TASK TO CARRY OUT:
Output the records, every one, exactly as given.

DATA FOR REVIEW:
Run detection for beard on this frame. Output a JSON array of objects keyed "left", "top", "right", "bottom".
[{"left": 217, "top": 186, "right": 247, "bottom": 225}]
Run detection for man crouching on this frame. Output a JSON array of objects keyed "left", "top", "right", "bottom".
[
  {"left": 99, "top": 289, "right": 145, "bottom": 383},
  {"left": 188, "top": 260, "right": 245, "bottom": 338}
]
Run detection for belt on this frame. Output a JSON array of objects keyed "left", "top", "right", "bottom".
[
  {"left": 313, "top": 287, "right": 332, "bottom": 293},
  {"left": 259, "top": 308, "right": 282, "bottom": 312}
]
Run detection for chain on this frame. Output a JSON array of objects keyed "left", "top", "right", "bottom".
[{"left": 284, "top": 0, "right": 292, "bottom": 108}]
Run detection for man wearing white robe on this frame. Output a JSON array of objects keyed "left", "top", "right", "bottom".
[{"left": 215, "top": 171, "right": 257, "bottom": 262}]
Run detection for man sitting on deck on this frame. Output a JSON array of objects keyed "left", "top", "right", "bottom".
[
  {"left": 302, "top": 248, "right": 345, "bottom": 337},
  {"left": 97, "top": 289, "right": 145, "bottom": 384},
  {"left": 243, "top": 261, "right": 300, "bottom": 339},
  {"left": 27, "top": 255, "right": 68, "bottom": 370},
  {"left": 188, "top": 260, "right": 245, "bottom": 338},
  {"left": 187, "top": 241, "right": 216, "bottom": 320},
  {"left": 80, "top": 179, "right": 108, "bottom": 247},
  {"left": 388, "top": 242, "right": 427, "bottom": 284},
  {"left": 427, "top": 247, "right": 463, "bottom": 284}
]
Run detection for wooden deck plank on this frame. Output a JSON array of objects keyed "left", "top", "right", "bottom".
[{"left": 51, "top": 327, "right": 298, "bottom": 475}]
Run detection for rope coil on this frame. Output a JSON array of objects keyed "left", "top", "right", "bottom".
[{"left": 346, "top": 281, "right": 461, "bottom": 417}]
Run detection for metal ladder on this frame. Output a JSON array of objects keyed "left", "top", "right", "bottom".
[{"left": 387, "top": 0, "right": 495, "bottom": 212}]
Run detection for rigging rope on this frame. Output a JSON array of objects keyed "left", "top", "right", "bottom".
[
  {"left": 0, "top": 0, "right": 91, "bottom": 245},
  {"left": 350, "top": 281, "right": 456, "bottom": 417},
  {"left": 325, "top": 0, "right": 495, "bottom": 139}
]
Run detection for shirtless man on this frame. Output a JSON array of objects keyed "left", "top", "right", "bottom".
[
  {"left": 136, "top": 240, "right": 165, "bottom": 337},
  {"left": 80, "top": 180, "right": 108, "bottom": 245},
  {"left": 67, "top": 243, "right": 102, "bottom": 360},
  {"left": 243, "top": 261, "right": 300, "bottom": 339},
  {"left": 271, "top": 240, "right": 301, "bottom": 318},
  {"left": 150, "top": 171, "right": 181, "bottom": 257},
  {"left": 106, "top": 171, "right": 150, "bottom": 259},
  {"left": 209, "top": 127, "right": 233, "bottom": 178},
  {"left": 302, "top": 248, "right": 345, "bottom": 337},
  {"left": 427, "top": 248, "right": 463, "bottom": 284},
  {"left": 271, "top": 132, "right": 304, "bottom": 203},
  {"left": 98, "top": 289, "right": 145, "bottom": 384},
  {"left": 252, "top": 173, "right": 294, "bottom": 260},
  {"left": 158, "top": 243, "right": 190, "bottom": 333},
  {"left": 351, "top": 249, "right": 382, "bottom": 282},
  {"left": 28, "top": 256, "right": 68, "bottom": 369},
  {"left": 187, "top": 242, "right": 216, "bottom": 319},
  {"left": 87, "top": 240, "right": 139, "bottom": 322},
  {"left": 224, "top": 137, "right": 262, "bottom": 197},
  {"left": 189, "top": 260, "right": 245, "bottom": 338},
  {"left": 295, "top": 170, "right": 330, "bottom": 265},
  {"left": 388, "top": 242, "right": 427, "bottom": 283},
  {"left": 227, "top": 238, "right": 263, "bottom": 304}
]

RESULT OF THIS EXERCISE:
Run detection for beard on this frame. Output a JSON array of objects keyed "left", "top", "right", "bottom".
[{"left": 217, "top": 186, "right": 247, "bottom": 225}]
Run detection for man crouching on this frame. Output a JSON array of objects keyed "left", "top", "right", "bottom".
[
  {"left": 99, "top": 289, "right": 145, "bottom": 383},
  {"left": 188, "top": 260, "right": 245, "bottom": 338}
]
Run detection for belt on this frame. Output a JSON array of objects keyed "left", "top", "right", "bottom".
[
  {"left": 313, "top": 287, "right": 332, "bottom": 293},
  {"left": 259, "top": 308, "right": 282, "bottom": 312}
]
Run detection for chain on this frame. Output a JSON array of objects keyed "left", "top", "right", "bottom".
[{"left": 284, "top": 0, "right": 292, "bottom": 108}]
Run detection for man wearing white robe on this frame. Output a JSON array of objects keyed "left", "top", "right", "bottom".
[{"left": 215, "top": 171, "right": 257, "bottom": 262}]
Run detection for man sitting on deck on this frame. Output a JSON array of objects keyed "left", "top", "right", "bottom".
[
  {"left": 302, "top": 248, "right": 345, "bottom": 337},
  {"left": 97, "top": 289, "right": 145, "bottom": 384},
  {"left": 243, "top": 261, "right": 300, "bottom": 339},
  {"left": 27, "top": 255, "right": 68, "bottom": 370},
  {"left": 188, "top": 260, "right": 245, "bottom": 338},
  {"left": 187, "top": 241, "right": 216, "bottom": 320},
  {"left": 80, "top": 179, "right": 108, "bottom": 247},
  {"left": 388, "top": 242, "right": 427, "bottom": 284},
  {"left": 427, "top": 247, "right": 463, "bottom": 284}
]
Run detection for wooden deck plank on this frame. Output a JSON array of objects keyed "left", "top", "right", "bottom".
[{"left": 51, "top": 327, "right": 298, "bottom": 475}]
Run detection for rope coil on this frame. Output a JSON array of objects keyed "left", "top", "right", "bottom".
[{"left": 346, "top": 281, "right": 461, "bottom": 417}]
Run detection for metal ladder on this frame. Output a JSON array of objects keyed "left", "top", "right", "bottom".
[{"left": 387, "top": 0, "right": 495, "bottom": 212}]
Run detection for rigging rope on this frame. Output a JSON array of objects keyed "left", "top", "right", "bottom".
[
  {"left": 0, "top": 0, "right": 91, "bottom": 245},
  {"left": 350, "top": 281, "right": 456, "bottom": 417},
  {"left": 325, "top": 0, "right": 495, "bottom": 139}
]
Run detection for shirtless man on this frame. Output a JSON array of objects keyed "left", "top", "right", "bottom".
[
  {"left": 136, "top": 240, "right": 165, "bottom": 337},
  {"left": 80, "top": 180, "right": 108, "bottom": 245},
  {"left": 67, "top": 243, "right": 102, "bottom": 360},
  {"left": 243, "top": 261, "right": 300, "bottom": 339},
  {"left": 271, "top": 240, "right": 301, "bottom": 318},
  {"left": 150, "top": 171, "right": 181, "bottom": 257},
  {"left": 106, "top": 171, "right": 150, "bottom": 259},
  {"left": 209, "top": 127, "right": 233, "bottom": 178},
  {"left": 302, "top": 248, "right": 345, "bottom": 337},
  {"left": 427, "top": 248, "right": 463, "bottom": 284},
  {"left": 271, "top": 132, "right": 304, "bottom": 203},
  {"left": 98, "top": 289, "right": 145, "bottom": 384},
  {"left": 252, "top": 173, "right": 294, "bottom": 260},
  {"left": 158, "top": 243, "right": 190, "bottom": 333},
  {"left": 351, "top": 249, "right": 382, "bottom": 282},
  {"left": 28, "top": 256, "right": 68, "bottom": 369},
  {"left": 187, "top": 242, "right": 216, "bottom": 319},
  {"left": 87, "top": 240, "right": 139, "bottom": 322},
  {"left": 224, "top": 137, "right": 262, "bottom": 197},
  {"left": 189, "top": 260, "right": 245, "bottom": 338},
  {"left": 295, "top": 170, "right": 330, "bottom": 265},
  {"left": 388, "top": 242, "right": 427, "bottom": 283},
  {"left": 227, "top": 238, "right": 263, "bottom": 304}
]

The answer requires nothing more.